● ASSIGNED TASK A:
In two sentences, what does the M0o+ boom text say?
● ASSIGNED TASK B:
Could you retype the stretch of the M0o+ boom text from "This time, we’ll" through "retracts the boom."?

● TEXT BLOCK:

^^^^^^^^^^^^^^^^

M0o+ Boom - Part 3

Inverse kinematics for M0o+'s boom

Last time, I derived the Forward Kinematics for the boom on M0o+. If you haven’t read the first two posts, then this one won’t make much sense (and I don’t want to repeat myself 😄):

This time, we’ll finish off the series by looking at the Inverse Kinematics and actually controlling the boom.

As a quick recap, here’s the basic boom setup. For Inverse Kinematics purposes there are two joints which can move:

  1. The lift motor raises and lowers the boom.
  2. The drawer runner/leadscrew extends and retracts the boom.

New boom assembly

Boom sketch

And the end goal is to have the ability to say (in code): “move the boom so that the end is 241 mm above the ground and 76 mm in front of the robot,” and then the robot just takes care of all the motor movements to do that. That will form the basis of using the boom to achieve useful work in the challenges.

Inverse Kinematics summary

So last time I derived the forward kinematics, which converts from joint positions (lift angle and leadscrew length) to the resulting coordinates of the end of the boom.

^^^^^^^^^^^^^^^^

● AVAILABLE DATA:
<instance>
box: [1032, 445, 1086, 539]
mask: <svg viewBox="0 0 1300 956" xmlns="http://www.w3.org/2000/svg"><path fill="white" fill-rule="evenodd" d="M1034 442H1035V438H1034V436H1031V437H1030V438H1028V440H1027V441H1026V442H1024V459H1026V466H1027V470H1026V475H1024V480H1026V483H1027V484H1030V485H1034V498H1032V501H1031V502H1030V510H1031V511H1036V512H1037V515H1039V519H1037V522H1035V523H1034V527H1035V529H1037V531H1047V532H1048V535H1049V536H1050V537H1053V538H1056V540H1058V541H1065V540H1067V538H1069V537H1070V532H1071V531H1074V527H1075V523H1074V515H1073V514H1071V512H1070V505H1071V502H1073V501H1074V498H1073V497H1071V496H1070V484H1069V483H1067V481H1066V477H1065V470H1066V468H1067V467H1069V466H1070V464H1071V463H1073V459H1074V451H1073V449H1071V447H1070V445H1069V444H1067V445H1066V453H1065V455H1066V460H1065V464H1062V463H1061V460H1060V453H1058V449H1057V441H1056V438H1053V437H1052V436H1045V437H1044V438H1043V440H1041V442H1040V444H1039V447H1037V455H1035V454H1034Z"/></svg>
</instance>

^^^^^^^^^^^^^^^^

● ANSWER SECTION A:
Having already derived the forward kinematics for M0o+'s boom, which convert the lift angle and leadscrew length into the coordinates of the boom's end, the author now turns to inverse kinematics and to actually controlling the boom, whose two movable joints are a lift motor that raises and lowers it and a drawer runner/leadscrew that extends and retracts it. The goal is to specify in code where the boom's end should be, such as 241 mm above the ground and 76 mm in front of the robot, and have the robot handle all the motor movements, which will form the basis for using the boom to do useful work in the challenges.

● ANSWER SECTION B:
This time, we’ll finish off the series by looking at the Inverse Kinematics and actually controlling the boom.

As a quick recap, here’s the basic boom setup. For Inverse Kinematics purposes there are two joints which can move:

  1. The lift motor raises and lowers the boom.
  2. The drawer runner/leadscrew extends and retracts the boom.